Problem to work on. Scan the entries that follow for the word "railing", then report every line in which it appears.

Data to examine.
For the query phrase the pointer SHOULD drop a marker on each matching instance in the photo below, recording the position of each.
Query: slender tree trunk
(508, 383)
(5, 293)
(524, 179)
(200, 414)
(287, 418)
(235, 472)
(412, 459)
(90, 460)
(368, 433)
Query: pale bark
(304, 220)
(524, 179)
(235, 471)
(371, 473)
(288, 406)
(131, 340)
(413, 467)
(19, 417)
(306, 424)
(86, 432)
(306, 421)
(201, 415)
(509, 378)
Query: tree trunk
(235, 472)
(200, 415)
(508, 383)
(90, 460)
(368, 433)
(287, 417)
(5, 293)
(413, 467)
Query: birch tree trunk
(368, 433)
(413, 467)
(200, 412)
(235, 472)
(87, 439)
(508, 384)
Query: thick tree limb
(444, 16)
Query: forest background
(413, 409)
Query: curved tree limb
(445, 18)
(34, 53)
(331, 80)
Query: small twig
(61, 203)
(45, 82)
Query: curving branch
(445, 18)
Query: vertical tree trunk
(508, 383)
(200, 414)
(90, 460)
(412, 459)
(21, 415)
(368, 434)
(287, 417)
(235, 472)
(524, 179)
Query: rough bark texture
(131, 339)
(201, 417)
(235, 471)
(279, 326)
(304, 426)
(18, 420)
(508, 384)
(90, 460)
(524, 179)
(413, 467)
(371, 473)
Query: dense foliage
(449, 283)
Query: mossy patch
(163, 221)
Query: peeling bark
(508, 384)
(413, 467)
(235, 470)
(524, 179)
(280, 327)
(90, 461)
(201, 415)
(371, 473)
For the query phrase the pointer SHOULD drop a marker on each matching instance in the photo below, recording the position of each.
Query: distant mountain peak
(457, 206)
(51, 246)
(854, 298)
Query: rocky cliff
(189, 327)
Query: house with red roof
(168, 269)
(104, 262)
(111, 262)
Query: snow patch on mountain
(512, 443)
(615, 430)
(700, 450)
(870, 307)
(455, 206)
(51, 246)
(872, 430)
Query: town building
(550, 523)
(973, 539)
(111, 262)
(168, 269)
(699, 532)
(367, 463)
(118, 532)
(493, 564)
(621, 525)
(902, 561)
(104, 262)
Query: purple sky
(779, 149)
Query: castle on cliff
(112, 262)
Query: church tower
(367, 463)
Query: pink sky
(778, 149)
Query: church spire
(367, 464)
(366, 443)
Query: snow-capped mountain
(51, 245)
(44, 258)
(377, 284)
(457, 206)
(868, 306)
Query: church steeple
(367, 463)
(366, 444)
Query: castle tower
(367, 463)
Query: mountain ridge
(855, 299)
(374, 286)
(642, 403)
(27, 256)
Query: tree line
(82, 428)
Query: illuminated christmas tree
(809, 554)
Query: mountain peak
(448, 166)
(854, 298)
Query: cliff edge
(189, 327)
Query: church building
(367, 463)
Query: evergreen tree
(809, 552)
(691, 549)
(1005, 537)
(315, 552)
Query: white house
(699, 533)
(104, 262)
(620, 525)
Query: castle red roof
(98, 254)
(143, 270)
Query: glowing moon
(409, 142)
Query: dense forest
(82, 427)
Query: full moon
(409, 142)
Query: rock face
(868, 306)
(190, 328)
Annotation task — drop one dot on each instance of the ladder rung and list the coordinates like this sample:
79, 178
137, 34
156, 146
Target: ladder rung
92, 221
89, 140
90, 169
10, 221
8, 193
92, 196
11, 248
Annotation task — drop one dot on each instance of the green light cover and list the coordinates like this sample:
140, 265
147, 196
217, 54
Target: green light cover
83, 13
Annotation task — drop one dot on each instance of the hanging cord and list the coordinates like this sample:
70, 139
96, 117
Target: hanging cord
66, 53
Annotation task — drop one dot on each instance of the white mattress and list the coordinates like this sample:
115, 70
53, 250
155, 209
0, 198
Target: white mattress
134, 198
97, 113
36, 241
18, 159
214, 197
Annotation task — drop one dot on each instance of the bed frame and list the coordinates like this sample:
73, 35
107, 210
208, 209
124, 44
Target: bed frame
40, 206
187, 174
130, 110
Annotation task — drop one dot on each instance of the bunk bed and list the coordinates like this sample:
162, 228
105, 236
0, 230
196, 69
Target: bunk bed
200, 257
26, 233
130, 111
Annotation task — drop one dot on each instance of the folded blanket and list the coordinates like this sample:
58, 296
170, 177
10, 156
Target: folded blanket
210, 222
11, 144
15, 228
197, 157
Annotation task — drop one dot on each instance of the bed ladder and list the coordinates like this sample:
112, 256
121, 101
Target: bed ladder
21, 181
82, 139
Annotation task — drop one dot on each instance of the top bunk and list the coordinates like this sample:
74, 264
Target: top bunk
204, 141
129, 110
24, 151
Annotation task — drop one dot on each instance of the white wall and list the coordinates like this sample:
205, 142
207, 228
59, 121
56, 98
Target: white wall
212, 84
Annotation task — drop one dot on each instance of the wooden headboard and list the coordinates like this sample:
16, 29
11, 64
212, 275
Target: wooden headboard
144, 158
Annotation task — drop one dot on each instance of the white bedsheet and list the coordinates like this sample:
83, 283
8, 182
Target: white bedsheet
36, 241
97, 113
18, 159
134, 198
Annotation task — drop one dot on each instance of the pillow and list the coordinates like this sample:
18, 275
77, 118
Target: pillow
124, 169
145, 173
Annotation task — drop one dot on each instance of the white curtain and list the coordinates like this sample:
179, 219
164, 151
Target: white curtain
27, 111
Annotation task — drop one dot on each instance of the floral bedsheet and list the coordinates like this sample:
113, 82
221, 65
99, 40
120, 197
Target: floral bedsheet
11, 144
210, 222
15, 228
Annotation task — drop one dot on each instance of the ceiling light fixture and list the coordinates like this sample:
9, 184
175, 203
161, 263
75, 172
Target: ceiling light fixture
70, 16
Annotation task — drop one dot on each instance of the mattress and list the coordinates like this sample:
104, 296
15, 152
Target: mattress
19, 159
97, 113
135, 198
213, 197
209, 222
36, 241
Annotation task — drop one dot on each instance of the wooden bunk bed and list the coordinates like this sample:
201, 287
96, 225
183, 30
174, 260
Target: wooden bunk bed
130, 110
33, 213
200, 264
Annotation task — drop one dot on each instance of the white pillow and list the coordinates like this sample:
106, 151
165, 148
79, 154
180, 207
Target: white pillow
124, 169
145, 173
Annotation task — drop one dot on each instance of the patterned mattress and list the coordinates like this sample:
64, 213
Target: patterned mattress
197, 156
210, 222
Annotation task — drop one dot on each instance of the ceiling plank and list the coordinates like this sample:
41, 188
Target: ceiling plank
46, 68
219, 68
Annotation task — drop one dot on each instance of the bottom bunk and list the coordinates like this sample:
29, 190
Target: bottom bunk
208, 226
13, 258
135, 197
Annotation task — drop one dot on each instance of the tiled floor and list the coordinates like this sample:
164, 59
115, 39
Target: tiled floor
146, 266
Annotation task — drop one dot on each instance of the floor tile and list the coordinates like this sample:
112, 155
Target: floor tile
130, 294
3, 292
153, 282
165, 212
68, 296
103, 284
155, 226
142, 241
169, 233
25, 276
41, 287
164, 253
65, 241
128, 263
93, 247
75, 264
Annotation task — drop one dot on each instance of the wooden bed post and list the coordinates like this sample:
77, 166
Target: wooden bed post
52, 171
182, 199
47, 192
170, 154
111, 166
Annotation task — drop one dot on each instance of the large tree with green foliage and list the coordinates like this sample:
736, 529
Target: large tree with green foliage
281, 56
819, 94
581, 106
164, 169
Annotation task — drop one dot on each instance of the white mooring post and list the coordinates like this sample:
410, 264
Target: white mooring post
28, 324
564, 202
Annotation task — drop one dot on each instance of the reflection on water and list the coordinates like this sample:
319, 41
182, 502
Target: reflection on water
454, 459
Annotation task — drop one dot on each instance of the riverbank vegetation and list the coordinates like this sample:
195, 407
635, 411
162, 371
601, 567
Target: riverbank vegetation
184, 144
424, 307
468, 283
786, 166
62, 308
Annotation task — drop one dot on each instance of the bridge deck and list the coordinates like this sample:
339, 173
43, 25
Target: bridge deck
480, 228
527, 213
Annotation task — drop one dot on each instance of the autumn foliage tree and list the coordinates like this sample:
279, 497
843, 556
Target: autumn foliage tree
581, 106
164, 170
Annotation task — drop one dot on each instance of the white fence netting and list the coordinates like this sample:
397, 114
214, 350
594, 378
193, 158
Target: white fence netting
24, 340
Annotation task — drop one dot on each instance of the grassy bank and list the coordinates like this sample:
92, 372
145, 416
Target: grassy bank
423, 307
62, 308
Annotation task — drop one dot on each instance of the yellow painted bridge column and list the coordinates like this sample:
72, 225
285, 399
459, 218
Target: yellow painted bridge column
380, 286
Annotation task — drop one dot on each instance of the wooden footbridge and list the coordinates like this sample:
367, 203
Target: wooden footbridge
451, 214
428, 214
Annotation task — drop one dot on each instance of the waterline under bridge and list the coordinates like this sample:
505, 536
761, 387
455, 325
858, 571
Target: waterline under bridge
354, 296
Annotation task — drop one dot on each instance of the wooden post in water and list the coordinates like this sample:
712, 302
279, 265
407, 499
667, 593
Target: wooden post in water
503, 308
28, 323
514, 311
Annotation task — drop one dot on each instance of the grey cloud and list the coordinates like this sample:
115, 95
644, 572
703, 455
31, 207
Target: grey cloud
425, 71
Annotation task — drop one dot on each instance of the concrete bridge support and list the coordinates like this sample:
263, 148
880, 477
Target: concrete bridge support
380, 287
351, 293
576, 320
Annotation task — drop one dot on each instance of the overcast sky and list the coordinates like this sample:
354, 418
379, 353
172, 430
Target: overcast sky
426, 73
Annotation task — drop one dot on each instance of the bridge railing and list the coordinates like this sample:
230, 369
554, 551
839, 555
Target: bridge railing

Output below.
Annotation task — drop one dot on each instance of the bridge railing and list the coordinates like this sample:
Target: bridge railing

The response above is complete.